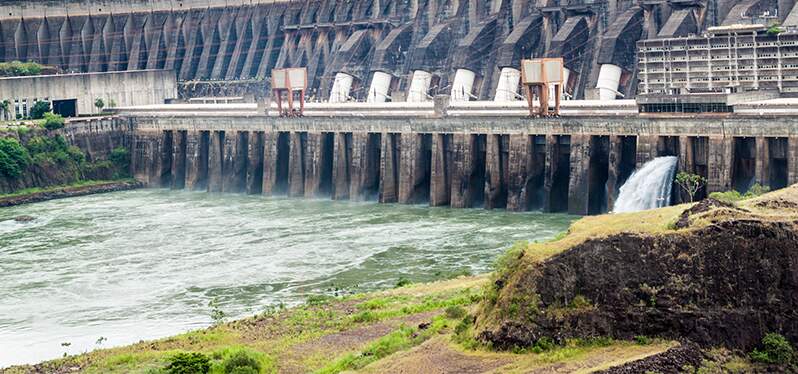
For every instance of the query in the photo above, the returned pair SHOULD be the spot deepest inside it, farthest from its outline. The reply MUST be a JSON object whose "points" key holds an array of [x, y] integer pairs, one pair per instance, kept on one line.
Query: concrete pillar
{"points": [[461, 170], [195, 165], [614, 171], [552, 150], [762, 162], [296, 165], [178, 160], [255, 163], [507, 89], [792, 160], [462, 85], [234, 167], [441, 178], [215, 161], [496, 176], [313, 163], [342, 162], [389, 168], [578, 183], [409, 167], [646, 149], [358, 168], [519, 159], [719, 163], [380, 86], [269, 162], [608, 81]]}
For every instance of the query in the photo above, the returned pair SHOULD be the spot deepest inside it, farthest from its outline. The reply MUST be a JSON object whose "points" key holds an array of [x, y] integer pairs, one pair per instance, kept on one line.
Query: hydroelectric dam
{"points": [[462, 155]]}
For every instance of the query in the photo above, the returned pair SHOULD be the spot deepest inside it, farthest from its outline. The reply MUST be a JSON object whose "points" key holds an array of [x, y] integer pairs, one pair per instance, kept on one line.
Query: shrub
{"points": [[241, 362], [14, 158], [189, 363], [38, 109], [455, 312], [53, 121], [775, 350]]}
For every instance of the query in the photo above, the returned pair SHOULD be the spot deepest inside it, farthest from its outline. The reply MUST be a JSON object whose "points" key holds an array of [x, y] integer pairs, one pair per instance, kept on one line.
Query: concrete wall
{"points": [[125, 88], [555, 164]]}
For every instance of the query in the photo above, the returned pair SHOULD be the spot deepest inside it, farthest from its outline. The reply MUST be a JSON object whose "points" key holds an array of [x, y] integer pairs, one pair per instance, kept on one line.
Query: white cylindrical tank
{"points": [[462, 85], [507, 90], [419, 87], [380, 84], [341, 87], [609, 79]]}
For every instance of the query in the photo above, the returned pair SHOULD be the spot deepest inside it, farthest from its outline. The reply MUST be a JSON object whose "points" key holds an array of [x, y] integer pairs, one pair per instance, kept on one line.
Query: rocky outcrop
{"points": [[726, 284]]}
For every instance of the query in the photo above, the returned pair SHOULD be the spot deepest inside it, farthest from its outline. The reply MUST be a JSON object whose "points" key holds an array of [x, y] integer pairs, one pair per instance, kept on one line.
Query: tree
{"points": [[99, 104], [690, 183], [38, 109], [53, 121]]}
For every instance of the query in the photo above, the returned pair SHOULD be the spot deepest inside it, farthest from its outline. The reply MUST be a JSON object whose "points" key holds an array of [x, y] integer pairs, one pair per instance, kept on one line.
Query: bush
{"points": [[38, 109], [53, 121], [775, 350], [455, 312], [241, 362], [14, 158], [189, 363]]}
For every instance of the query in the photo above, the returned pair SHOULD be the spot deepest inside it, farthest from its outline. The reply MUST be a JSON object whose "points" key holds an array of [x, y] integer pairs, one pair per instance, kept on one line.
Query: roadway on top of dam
{"points": [[619, 117]]}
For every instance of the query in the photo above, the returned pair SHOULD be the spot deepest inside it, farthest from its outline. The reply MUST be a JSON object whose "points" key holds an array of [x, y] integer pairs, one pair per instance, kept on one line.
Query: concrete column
{"points": [[215, 161], [495, 173], [762, 163], [234, 168], [440, 174], [518, 164], [614, 171], [389, 168], [550, 170], [296, 165], [646, 149], [578, 183], [178, 160], [313, 163], [719, 163], [462, 167], [193, 160], [792, 160], [358, 165], [269, 162], [255, 163], [408, 167], [342, 161]]}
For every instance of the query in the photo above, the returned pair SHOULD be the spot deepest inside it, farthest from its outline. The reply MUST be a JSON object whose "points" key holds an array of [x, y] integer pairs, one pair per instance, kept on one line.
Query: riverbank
{"points": [[437, 327], [35, 195]]}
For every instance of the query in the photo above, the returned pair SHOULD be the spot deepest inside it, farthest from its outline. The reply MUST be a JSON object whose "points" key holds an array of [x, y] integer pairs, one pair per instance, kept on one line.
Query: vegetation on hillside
{"points": [[20, 69]]}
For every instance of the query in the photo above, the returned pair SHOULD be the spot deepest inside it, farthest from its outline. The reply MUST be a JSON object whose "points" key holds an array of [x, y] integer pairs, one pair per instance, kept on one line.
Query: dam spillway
{"points": [[569, 164]]}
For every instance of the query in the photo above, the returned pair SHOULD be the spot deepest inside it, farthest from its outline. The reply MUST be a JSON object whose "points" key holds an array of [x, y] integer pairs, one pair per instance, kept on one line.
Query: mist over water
{"points": [[144, 264]]}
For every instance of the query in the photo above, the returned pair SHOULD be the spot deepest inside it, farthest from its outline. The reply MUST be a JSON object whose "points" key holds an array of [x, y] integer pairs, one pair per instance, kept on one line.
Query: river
{"points": [[112, 269]]}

·····

### What the exercise asks
Copy out each line of the records in which the word "concrete" appears.

### In response
Query: concrete pillar
Query: concrete wall
Query: concrete column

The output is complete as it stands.